*TEXTE SOURCE*:
>>>

Pour la petite histoire, il faut rappeler que la Convention de Genève de 1949, à ce jour ratifiée par 188 Etats dont les Etats-Unis, codifie les règles applicables aux conflits armés. De façon spécifique, la 3e Convention, en son article 17, stipule que "Les prisonniers de guerre ne pourront subir aucune torture ou contrainte pour les forcer à livrer des informations".

L’engagement de renouer avec cette Convention est la reconnaissance sans ambiguïté, par l’Administration Bush, d’un délit de flagrante violation du droit international. Du reste, l’opinion internationale et même américaine avait été choquée par le comportement de l’armée américaine qui avait soumis des détenus irakiens de la prison d’Abou Ghraïb (construite en 1970 par Sadam Hussein), à d’avilissantes tortures, et dont les images avaient fait le tour de toute la planète. Le monde entier n’avait pas manqué de dénoncer ce qu’il a qualifié de violation du droit international humanitaire, et, plus grave, de codification de la torture.

Et comme si cela ne suffisait pas, dans cette ambiance de confusion généralisée où pour les Etats-Unis, il ne saurait y avoir de distinction entre terrorisme et guerre de libération ou d’indépendance, des milliers d’individus, parfois victimes de délit de faciès, furent déportés à Guantanamo. Face aux vagues d’indignations et aux nombreux appels en faveur de la fermeture de cette prison, véritable camp de concentration, Bush avait fini par lâcher : "J’aimerais fermer Guantanamo, mais je dois dire que nous y détenons des gens sacrément dangereux..."

Est-ce vraiment une raison suffisante et convaincante pour entretenir tous ces amalgames et enfermer indéfiniment, sans jugement, des gens qui ne savent même pas pourquoi ils sont à cet endroit ? L’Administration Bush n’a-t-elle pas les moyens de séparer le bon grain de l’ivraie ? Rien n’est plus insupportable humainement que d’être embastillé en vertu de la loi du plus fort.

Face à ce qu’ils ont considéré comme une flagrante injustice et comme une rançon de leur innocence, des prisonniers ont-ils choisi la solution du désespoir en se pendant dans leurs cellules ? C’est ce que dit la version officielle après la mort de deux Saoudiens et d’un Yéménite.

Selon le rapporteur général des Nations unies sur la torture, "ces morts traduisent le désespoir de gens, pour certains innocents, emprisonnés depuis quatre ans et demi, sans avoir la moindre idée de leur peine et sans pouvoir se défendre devant un juge". Des propos qui contredisent ceux, disons-le, cyniques, du vice-amiral commandant cette prison de haute sécurité. "Les djihadistes n’ont aucun respect pour la vie humaine, pas plus la nôtre que la leur. Ils sont malsains, créatifs, motivés. Je ne crois pas que leur "suicide" était un geste de désespoir, mais un acte de guerre asymétrique contre nous."

<<<

*DONNÉES FOURNIES*:
>>>

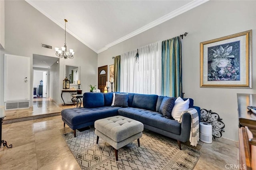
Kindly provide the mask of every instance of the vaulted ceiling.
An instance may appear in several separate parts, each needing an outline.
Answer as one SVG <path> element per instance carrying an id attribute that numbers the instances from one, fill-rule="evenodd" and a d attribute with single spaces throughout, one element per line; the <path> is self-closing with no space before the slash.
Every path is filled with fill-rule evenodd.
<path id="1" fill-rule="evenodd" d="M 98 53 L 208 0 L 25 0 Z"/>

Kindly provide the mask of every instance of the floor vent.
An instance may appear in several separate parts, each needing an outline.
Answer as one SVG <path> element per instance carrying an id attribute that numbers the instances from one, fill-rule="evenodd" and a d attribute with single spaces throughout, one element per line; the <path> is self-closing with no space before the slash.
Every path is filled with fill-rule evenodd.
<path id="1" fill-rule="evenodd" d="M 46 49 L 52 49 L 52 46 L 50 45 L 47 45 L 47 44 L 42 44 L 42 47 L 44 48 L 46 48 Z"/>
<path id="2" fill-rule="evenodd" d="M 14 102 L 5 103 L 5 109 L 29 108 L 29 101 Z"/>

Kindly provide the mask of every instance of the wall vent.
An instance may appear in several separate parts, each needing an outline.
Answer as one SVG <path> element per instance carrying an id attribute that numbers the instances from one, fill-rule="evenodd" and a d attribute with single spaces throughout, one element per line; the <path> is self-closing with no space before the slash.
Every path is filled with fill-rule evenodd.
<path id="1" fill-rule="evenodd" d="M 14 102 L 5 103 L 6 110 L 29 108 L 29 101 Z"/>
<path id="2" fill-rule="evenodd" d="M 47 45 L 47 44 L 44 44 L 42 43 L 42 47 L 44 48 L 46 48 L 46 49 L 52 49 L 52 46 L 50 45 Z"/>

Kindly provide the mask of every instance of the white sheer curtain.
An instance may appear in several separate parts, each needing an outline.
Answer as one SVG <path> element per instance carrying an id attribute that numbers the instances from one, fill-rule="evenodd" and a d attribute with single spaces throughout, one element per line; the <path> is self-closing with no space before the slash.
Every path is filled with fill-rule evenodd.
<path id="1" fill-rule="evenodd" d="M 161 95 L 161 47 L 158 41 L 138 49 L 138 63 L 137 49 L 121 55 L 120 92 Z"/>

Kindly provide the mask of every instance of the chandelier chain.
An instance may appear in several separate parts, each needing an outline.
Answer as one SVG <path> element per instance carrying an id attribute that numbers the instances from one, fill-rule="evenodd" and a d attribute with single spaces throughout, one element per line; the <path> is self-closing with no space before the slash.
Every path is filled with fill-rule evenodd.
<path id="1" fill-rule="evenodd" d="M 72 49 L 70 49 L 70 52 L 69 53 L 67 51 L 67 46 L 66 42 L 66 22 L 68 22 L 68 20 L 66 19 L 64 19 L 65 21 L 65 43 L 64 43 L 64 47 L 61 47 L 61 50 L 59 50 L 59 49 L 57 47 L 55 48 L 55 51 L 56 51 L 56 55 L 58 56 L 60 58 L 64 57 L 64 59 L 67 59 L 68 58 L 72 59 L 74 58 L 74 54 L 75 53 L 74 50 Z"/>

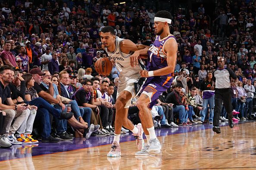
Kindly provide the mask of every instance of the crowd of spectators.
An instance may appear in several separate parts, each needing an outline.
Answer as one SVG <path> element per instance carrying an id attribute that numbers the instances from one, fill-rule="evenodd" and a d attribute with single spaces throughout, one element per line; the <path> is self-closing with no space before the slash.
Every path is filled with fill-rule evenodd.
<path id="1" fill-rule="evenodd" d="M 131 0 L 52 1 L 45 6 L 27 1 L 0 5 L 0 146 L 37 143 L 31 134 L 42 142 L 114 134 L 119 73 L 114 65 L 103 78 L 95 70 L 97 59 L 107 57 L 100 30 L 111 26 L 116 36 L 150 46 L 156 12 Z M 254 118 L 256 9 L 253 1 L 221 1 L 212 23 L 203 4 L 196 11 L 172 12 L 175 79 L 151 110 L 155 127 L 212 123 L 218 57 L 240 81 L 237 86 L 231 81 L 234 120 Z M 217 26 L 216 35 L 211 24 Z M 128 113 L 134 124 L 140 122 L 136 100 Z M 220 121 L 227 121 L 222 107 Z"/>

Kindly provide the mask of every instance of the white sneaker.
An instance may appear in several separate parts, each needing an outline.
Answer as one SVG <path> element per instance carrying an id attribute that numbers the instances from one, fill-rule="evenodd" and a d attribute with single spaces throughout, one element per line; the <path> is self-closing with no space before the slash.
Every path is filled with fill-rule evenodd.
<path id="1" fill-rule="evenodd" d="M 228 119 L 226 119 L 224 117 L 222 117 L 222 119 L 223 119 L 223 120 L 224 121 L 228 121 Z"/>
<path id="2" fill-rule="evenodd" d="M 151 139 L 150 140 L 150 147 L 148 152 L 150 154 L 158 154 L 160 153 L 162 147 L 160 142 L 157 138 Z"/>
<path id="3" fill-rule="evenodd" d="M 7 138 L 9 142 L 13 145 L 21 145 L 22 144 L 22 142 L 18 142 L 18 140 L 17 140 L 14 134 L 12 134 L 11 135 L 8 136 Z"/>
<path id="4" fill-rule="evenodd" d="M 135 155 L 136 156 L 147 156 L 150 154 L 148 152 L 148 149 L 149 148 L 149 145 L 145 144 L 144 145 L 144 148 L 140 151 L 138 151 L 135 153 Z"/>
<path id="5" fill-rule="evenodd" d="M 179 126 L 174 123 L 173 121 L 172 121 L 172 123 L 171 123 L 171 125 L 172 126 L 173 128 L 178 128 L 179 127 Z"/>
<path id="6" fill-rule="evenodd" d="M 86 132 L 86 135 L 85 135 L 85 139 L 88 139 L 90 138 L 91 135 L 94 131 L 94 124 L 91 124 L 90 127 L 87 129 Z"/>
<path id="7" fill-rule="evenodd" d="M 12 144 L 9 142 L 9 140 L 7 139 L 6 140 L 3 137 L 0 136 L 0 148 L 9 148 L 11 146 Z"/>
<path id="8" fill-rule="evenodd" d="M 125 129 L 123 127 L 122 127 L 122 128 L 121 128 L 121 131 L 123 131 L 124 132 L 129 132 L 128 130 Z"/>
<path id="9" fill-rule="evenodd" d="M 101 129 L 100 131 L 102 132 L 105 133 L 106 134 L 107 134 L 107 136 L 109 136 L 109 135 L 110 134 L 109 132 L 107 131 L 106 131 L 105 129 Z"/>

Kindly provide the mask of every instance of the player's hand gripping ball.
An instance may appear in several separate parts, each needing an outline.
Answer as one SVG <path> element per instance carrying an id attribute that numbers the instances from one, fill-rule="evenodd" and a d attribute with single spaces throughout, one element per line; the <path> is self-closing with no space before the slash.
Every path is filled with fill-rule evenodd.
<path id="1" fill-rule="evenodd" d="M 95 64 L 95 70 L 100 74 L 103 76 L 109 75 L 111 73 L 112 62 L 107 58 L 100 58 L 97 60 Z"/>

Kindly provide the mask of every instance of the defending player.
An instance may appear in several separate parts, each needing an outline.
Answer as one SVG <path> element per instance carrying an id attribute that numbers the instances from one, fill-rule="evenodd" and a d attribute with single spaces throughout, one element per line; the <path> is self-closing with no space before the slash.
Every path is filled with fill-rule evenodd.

<<<

*TRAVAIL DEMANDÉ*:
(1) Recopiez fidèlement le passage du texte sur Guantanamo qui commence par « Est-ce vraiment une » et se termine par « du plus fort. ».
(2) Indiquez, sans rien ajouter, le nombre de lignes des enregistrements qui contiennent la chaîne « Kindly », en respectant la casse.

*TÂCHES RÉSOLUES*:
(1)
Est-ce vraiment une raison suffisante et convaincante pour entretenir tous ces amalgames et enfermer indéfiniment, sans jugement, des gens qui ne savent même pas pourquoi ils sont à cet endroit ? L’Administration Bush n’a-t-elle pas les moyens de séparer le bon grain de l’ivraie ? Rien n’est plus insupportable humainement que d’être embastillé en vertu de la loi du plus fort.

(2) 9